(TASK GOAL): In the data below, one line contains "mark: background tree" and a later one contains "mark: carved wooden". Print both, with every line between them, exactly and alone.

(EXERCISE MATERIAL):
--- START ---

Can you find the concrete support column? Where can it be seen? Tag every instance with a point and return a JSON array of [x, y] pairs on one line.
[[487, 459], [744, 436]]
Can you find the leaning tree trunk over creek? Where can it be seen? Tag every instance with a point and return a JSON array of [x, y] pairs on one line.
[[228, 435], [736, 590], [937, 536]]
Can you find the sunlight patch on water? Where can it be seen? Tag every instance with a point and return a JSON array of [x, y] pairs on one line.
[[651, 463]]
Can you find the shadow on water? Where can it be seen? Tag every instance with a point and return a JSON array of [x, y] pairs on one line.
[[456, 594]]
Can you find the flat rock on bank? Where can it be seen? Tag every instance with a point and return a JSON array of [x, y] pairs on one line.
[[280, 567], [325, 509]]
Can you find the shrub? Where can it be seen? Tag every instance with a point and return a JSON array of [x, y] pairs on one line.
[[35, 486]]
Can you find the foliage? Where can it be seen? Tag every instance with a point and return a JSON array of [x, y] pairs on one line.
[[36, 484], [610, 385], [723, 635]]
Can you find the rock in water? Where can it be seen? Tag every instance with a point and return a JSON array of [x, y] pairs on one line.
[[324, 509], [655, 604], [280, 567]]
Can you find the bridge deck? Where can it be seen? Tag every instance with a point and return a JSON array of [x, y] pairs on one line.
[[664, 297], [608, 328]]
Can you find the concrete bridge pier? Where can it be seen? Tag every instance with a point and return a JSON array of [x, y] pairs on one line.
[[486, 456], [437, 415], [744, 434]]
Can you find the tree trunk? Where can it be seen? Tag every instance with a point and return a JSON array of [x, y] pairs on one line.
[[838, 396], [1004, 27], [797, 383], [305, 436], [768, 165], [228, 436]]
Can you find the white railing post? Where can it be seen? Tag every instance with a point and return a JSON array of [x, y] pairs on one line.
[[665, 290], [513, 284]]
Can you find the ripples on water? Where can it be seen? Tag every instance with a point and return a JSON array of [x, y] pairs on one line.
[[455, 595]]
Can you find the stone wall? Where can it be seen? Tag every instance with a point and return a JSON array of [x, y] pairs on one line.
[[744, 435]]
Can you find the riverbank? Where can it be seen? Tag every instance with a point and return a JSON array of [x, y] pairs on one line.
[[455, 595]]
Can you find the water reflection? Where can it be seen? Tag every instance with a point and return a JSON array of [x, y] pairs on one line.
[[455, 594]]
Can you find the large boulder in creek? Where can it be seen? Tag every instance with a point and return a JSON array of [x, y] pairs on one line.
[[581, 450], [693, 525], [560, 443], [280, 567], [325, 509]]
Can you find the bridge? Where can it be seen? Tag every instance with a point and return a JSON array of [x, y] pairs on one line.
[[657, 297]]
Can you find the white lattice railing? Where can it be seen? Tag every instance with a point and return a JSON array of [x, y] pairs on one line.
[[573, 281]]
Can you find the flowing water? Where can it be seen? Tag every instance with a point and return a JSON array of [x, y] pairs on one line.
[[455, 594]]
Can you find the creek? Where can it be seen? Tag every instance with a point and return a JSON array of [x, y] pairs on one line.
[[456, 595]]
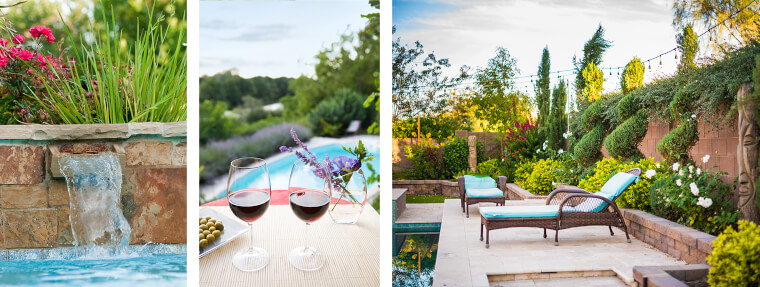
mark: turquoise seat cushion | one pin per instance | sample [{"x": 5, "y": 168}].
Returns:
[
  {"x": 478, "y": 182},
  {"x": 484, "y": 192},
  {"x": 610, "y": 190}
]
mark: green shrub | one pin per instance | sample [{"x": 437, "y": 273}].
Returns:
[
  {"x": 332, "y": 116},
  {"x": 541, "y": 178},
  {"x": 456, "y": 154},
  {"x": 425, "y": 162},
  {"x": 735, "y": 259},
  {"x": 679, "y": 203}
]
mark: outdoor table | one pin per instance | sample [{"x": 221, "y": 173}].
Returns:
[{"x": 352, "y": 251}]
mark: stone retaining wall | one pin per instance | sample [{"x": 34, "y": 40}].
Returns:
[
  {"x": 679, "y": 241},
  {"x": 34, "y": 206},
  {"x": 418, "y": 187}
]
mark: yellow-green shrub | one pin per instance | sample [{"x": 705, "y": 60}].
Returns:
[
  {"x": 735, "y": 258},
  {"x": 541, "y": 178}
]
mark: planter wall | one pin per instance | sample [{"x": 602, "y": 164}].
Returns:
[
  {"x": 679, "y": 241},
  {"x": 34, "y": 206},
  {"x": 419, "y": 187}
]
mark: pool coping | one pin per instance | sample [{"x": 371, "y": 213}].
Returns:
[{"x": 68, "y": 253}]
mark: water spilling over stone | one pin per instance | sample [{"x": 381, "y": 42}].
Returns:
[{"x": 94, "y": 185}]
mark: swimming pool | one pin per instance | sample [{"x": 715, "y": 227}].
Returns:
[
  {"x": 151, "y": 270},
  {"x": 279, "y": 165}
]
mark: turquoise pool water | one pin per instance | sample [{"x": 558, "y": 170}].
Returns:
[
  {"x": 155, "y": 270},
  {"x": 414, "y": 259},
  {"x": 279, "y": 166}
]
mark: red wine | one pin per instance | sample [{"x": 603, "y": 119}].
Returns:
[
  {"x": 249, "y": 205},
  {"x": 309, "y": 206}
]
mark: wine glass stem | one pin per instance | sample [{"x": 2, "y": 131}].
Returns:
[
  {"x": 250, "y": 242},
  {"x": 306, "y": 238}
]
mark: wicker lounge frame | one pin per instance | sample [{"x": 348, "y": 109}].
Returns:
[
  {"x": 467, "y": 201},
  {"x": 566, "y": 197}
]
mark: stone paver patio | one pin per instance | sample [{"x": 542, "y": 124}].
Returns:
[{"x": 586, "y": 252}]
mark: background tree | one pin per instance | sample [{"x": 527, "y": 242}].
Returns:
[
  {"x": 557, "y": 120},
  {"x": 419, "y": 86},
  {"x": 593, "y": 50},
  {"x": 633, "y": 75},
  {"x": 543, "y": 92},
  {"x": 493, "y": 101},
  {"x": 688, "y": 45},
  {"x": 742, "y": 27}
]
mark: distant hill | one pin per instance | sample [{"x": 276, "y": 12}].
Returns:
[{"x": 231, "y": 88}]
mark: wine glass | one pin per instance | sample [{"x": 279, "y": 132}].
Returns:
[
  {"x": 309, "y": 199},
  {"x": 248, "y": 194}
]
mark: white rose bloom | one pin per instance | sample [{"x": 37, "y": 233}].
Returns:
[{"x": 694, "y": 189}]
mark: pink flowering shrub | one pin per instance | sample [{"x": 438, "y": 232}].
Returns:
[{"x": 24, "y": 70}]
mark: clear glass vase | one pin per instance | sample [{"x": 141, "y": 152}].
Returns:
[{"x": 349, "y": 195}]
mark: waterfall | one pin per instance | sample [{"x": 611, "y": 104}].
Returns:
[{"x": 94, "y": 184}]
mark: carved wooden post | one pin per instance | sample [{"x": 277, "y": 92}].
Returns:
[
  {"x": 473, "y": 158},
  {"x": 746, "y": 154}
]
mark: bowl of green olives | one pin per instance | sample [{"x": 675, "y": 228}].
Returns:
[{"x": 216, "y": 229}]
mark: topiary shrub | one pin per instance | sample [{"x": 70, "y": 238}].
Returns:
[
  {"x": 541, "y": 178},
  {"x": 589, "y": 149},
  {"x": 735, "y": 259},
  {"x": 624, "y": 141},
  {"x": 675, "y": 146}
]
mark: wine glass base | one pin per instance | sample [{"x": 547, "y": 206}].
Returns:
[
  {"x": 306, "y": 258},
  {"x": 250, "y": 260}
]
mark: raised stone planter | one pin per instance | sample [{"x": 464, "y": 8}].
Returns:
[
  {"x": 679, "y": 241},
  {"x": 34, "y": 203},
  {"x": 420, "y": 187}
]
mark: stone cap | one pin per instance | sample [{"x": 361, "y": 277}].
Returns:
[{"x": 91, "y": 131}]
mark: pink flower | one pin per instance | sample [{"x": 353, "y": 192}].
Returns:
[
  {"x": 38, "y": 31},
  {"x": 25, "y": 55},
  {"x": 19, "y": 39}
]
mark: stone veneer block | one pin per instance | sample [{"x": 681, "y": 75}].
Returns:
[
  {"x": 23, "y": 196},
  {"x": 148, "y": 153},
  {"x": 145, "y": 128},
  {"x": 179, "y": 154},
  {"x": 22, "y": 164},
  {"x": 30, "y": 228},
  {"x": 65, "y": 235},
  {"x": 172, "y": 130},
  {"x": 154, "y": 203},
  {"x": 75, "y": 132},
  {"x": 58, "y": 193}
]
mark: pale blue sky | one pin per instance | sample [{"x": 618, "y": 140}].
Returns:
[
  {"x": 273, "y": 38},
  {"x": 468, "y": 32}
]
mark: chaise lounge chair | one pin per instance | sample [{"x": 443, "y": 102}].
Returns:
[
  {"x": 475, "y": 189},
  {"x": 565, "y": 208}
]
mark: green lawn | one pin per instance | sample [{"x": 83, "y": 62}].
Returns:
[{"x": 428, "y": 198}]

--- END ---

(ANSWER AREA):
mark: background tree | one pin per instance | sample [{"x": 527, "y": 242}].
Returns:
[
  {"x": 557, "y": 120},
  {"x": 419, "y": 86},
  {"x": 593, "y": 50},
  {"x": 633, "y": 75},
  {"x": 543, "y": 92},
  {"x": 493, "y": 101},
  {"x": 688, "y": 45},
  {"x": 742, "y": 27}
]
mark: distant hill | one pin per instance | sample [{"x": 276, "y": 12}].
Returns:
[{"x": 231, "y": 88}]
mark: wine glass | one pin per instance | sample [{"x": 279, "y": 132}].
Returns:
[
  {"x": 309, "y": 199},
  {"x": 248, "y": 194}
]
mark: white rose bloom | one pin per instance | sample [{"x": 37, "y": 233}].
Returns:
[{"x": 694, "y": 189}]
mark: pink flowering shrub | one pin per instance | sample [{"x": 438, "y": 232}].
Returns:
[{"x": 24, "y": 70}]
mark: clear glass vase | one pin per instance | sample [{"x": 141, "y": 152}].
Returns:
[{"x": 349, "y": 195}]
mark: waterfall | one pin per instance | sample [{"x": 611, "y": 104}].
Returns:
[{"x": 94, "y": 184}]
mark: carved wooden post | one pin per instance | sample [{"x": 277, "y": 92}].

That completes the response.